Exercise data
****************************************

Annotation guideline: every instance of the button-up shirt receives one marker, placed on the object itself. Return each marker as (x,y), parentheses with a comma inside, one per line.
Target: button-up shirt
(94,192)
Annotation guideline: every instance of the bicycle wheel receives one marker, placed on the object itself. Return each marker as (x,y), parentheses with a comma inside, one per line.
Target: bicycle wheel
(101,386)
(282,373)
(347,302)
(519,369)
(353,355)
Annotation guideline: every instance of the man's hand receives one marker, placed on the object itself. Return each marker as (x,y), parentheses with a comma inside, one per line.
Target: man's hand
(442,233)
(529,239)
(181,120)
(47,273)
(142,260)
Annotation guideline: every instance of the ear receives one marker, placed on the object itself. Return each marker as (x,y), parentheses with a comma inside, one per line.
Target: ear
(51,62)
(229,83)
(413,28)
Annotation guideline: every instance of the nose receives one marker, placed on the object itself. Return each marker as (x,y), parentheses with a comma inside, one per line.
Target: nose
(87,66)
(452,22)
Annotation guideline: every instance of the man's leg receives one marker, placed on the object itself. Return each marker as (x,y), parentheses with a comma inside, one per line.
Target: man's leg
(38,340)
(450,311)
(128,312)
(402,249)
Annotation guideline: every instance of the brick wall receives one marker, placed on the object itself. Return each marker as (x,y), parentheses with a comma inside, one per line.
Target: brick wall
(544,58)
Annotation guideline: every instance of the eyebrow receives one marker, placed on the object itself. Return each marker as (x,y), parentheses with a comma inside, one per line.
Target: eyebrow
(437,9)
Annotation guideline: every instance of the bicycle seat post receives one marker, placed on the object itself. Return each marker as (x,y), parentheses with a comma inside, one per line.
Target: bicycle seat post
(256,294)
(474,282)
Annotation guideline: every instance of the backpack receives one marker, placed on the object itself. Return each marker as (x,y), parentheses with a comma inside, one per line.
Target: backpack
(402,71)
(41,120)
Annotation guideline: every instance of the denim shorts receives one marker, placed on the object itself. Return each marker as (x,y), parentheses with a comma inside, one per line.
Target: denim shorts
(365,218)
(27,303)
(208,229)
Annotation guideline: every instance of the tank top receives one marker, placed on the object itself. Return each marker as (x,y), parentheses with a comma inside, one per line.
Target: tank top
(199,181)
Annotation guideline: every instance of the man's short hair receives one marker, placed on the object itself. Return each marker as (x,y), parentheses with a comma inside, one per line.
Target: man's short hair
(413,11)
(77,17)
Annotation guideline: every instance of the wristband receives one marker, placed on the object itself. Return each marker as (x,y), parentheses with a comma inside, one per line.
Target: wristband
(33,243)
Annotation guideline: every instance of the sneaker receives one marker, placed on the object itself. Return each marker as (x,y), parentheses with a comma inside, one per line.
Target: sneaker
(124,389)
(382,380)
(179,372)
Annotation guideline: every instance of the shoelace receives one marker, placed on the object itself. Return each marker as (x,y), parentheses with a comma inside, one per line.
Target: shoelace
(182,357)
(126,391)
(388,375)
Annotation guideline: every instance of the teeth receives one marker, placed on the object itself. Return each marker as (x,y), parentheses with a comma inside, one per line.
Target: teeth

****************************************

The problem
Using the listing, count the lines where the word "teeth" appears and reply with only that number.

Solution to the problem
2